Selected excerpt: Begin

The 40-year-old amateur cyclist, who was prescribed banned performance enhancing products by Dr Bonar, said doping may have become far more sophisticated in the upper echelons of the sport and added other doctors like Bonar are operating. Stevens made these comments while providing evidence in front of a parliamentary committee. The chair of UK Anti-Doping (UKAD) admitted to shortcomings in its handling of intelligence relating to Dr Mark Bonar.

Speaking before the parliamentary committee, Stevens explained how he was able to pick up drugs like Erythropoietin (EPO) at high street chemists. The amateur cyclist added the problem does not stop at Dr Bonar and further commented that other doctors around the country are engaging in similar practices. Stevens said there are a number of other doctors working out of anti-ageing clinics and added there are a number of anti ageing doctors in the UK advertising that they will provide human growth hormone and testosterone for anti-ageing purposes.

Selected excerpt: End
Dataset section: Begin

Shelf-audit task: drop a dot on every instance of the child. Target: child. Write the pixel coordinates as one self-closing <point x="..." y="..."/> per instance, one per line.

Dataset section: End

**Prompt A**.
Answer these from the text on doping and Dr Mark Bonar:
(i) How old is the amateur cyclist?
(ii) Where did Stevens say he was able to pick up drugs like Erythropoietin (EPO)?
(iii) What did the chair of UK Anti-Doping admit to?
**Prompt B**.
Write the passage that comes next in the text on doping and Dr Mark Bonar, starting after its last sentence.

**Output A**.
(i) 40 years old.
(ii) At high street chemists.
(iii) Shortcomings in its handling of intelligence relating to Dr Mark Bonar.

**Output B**.
Stevens described how met Bonar on the internet and ended up with prescriptions for EPO, human growth hormone, and thyroxin over the course of several visits. The cyclist said he experienced “huge effects” and a “15 to 20 per cent performance gain” during the three-month period in which he was taking the products.

Dan Stevens was called upon by UK Anti-Doping in January 2014 to provide an out-of-competition sample but refused to comply. He was given a ban of two years and then approached UK Anti-Doping to provide information relating to Bonar in the hope of seeing that ban reduced. Stevens said he provided evidence on Bonar but was told by the body’s head of legal, Graham Arthur, that it was “of little to no use” and his ban was upheld. Stevens later provided evidence to Cycling Independent Reform Commission (CIRC) that recommended his ban be reduced to 21 months, which was honored by UKAD.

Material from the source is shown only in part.